## Task directions
Reproduce all records exactly.

## Entries
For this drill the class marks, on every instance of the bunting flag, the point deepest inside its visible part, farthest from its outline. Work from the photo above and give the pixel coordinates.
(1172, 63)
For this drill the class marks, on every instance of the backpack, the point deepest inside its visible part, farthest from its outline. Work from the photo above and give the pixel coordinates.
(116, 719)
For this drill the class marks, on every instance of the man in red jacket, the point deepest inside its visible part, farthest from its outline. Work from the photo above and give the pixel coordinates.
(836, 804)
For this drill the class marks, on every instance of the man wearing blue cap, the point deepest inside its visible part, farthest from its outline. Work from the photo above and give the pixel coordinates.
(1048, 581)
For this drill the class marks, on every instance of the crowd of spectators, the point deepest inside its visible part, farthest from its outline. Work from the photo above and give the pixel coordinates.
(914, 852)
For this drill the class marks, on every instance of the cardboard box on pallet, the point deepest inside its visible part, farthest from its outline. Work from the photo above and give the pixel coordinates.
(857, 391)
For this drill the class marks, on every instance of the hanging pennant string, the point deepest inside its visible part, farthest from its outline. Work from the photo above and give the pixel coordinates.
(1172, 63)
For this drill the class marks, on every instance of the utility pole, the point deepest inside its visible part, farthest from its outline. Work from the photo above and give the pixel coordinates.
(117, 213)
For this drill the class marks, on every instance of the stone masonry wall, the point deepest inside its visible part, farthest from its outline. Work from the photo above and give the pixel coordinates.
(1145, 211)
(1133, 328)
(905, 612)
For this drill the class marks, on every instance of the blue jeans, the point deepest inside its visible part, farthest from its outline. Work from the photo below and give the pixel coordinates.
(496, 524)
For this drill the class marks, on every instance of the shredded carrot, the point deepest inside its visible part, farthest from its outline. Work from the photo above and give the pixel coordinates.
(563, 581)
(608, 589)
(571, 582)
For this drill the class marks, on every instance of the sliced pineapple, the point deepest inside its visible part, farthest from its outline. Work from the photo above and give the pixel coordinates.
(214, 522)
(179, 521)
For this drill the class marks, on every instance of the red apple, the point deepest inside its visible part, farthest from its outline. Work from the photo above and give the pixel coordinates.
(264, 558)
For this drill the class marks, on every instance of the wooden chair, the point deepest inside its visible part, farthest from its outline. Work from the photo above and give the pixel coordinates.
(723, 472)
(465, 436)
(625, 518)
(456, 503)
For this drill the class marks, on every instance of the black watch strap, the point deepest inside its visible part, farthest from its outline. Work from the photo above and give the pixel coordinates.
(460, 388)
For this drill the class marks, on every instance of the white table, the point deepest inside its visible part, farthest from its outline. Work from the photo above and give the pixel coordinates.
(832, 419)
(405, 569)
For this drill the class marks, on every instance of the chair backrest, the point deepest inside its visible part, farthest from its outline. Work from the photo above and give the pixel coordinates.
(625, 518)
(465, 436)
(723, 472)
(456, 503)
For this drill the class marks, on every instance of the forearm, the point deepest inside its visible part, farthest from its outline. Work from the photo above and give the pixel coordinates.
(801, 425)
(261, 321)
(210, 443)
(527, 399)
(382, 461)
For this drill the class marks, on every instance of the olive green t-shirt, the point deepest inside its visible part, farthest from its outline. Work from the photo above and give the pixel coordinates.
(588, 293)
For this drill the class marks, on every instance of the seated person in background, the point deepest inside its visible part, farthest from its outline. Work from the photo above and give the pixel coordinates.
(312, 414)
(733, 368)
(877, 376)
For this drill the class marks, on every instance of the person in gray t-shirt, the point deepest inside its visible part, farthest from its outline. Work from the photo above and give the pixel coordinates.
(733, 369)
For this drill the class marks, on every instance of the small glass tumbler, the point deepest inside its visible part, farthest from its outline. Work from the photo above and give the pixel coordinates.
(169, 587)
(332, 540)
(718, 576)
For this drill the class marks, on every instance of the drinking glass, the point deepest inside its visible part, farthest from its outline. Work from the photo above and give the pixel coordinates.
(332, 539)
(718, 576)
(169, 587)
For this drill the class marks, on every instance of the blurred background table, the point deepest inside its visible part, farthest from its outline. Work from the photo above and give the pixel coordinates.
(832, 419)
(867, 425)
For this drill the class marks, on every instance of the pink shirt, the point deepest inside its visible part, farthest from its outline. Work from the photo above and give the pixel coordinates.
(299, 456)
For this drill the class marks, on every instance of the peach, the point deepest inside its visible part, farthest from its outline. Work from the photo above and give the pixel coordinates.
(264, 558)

## Solution to this exercise
For this drill the class marks, on every instance of the bunting flag, the point deepest inside its visible part, farthest from its outline. Work from the photo above and give the pixel coordinates.
(1172, 63)
For this drill the class marks, on every instance of the backpack, the point deepest inside its visible part, farthest from its outline. Work from the photo above and give the pixel coordinates.
(116, 719)
For this drill the class marks, on every instance of the man in red jacket, the point deepest inside its visible part, farthest from its outline. Work from the photo above and give the pixel coordinates.
(836, 804)
For this drill the class marks, on every instance of the man wearing blue cap, the point deepest inside its visible part, farthest from its outline. Work from the photo above and give the pixel coordinates.
(1048, 581)
For this drill the class marks, on every instance of the crowd of spectators, the point deepest inside its visible part, farthest from its outline. Work from the photo above and give the pixel coordinates.
(914, 852)
For this drill the class marks, on every instance of the cardboard box on pallet, the point deepest inside its visible part, farthest from its outline. Work from the photo above and give the pixel coordinates.
(857, 391)
For this drill the class marks, on every instance of the hanging pennant string, the point deepest inside its visible part, farthest from its outline. Work from the photo above and give the pixel coordinates.
(1172, 63)
For this drill the class marks, on every instance of the utility pole, the point deepest inside its visible part, farthest from its outline. Work from the photo above and give the pixel coordinates.
(117, 213)
For this drill the class marks, on every instance of the stone masonry wall, the point deepest inside its visible part, farthest from its outline. Work from the photo above and give the pixel coordinates.
(1145, 211)
(1133, 328)
(905, 612)
For this drill the class marks, on every instance of the blue jeans, the point deepest inside its visible part, farthest from its outline. Work from the photo below and give the pixel coordinates.
(496, 524)
For this drill the class marks, on every instance of the shredded carrot, the point deepest inside its visible part, farthest from its outline. Work from the photo above and give the pixel coordinates.
(563, 581)
(608, 589)
(571, 582)
For this drill the class marks, on every instance of the sliced pineapple, the point deepest inside its visible part, farthest from its outline. Work from the photo above and give the pixel coordinates.
(214, 522)
(179, 521)
For this drill the class marks, on every instance of the red apple, the point deepest inside its visible part, farthest from its outline. Work from the photo above and give the pixel coordinates.
(264, 558)
For this drill the class marks, on every instance of the wooden chair, the point deepest inside its visible part, farthest from its outline. Work from the photo above and give the pixel coordinates.
(723, 472)
(465, 436)
(625, 518)
(456, 503)
For this drill the class marks, on every instance of the black watch strap, the point deepest inside its visible part, farthest from its outline. Work from the photo above and give the pixel coordinates.
(460, 388)
For this drill the class marks, on every instance of the white table, the point deepest inside its visible part, farthest from its outline. Work from the photo above and give the pixel coordinates.
(832, 419)
(405, 569)
For this drill the class marks, on every instance of the chair backrest, the point deepest inside its visible part, farthest from its outline. Work from the photo above and give the pixel coordinates.
(625, 518)
(465, 436)
(723, 472)
(456, 503)
For this drill the class marks, on every instance of the forearm, the point deepest inside its visible part, farthest from its outline. Work from the photo above and give the pixel coordinates.
(801, 425)
(261, 321)
(210, 443)
(527, 399)
(382, 461)
For this drill the class marks, on every instance of the olive green t-shirt, the point deepest inside its visible part, farthest from its outline. Work from the photo above and give the pixel coordinates.
(588, 293)
For this drill the class marks, on every instance of the seated person in background, the point deepest inside its visible part, farthest from its outline. Work from the photo above and give the pixel coordinates.
(312, 414)
(733, 368)
(877, 376)
For this drill the class marks, on every instance of the person in gray t-shirt, the point deepest inside its visible part, farthest from its outline. Work from the photo above and give the pixel coordinates.
(733, 369)
For this drill the class marks, on every instance of the small glass tumbler, the point deepest inside its visible part, farthest from its outline. Work from the photo above and give the pixel coordinates.
(169, 587)
(332, 540)
(718, 576)
For this drill the class marks, on every instance of the drinking glass, the point deepest inside its visible part, farthest from its outline. Work from the photo above and give the pixel coordinates.
(332, 539)
(718, 576)
(169, 587)
For this drill the class marks, on every instance of the blurred background table, the point deepest inside its visible part, farthest from its outline. Work from the photo above and give the pixel coordinates.
(832, 419)
(867, 425)
For this drill the class marks, on every instance of the pink shirt, the point deepest inside its visible part, farthest from its outline. Work from the photo above and give the pixel coordinates.
(299, 456)
For this drill the class marks, on every instance of the peach, the point deepest inside its visible part, farthest from its outline. Work from the photo above and give the pixel coordinates.
(264, 558)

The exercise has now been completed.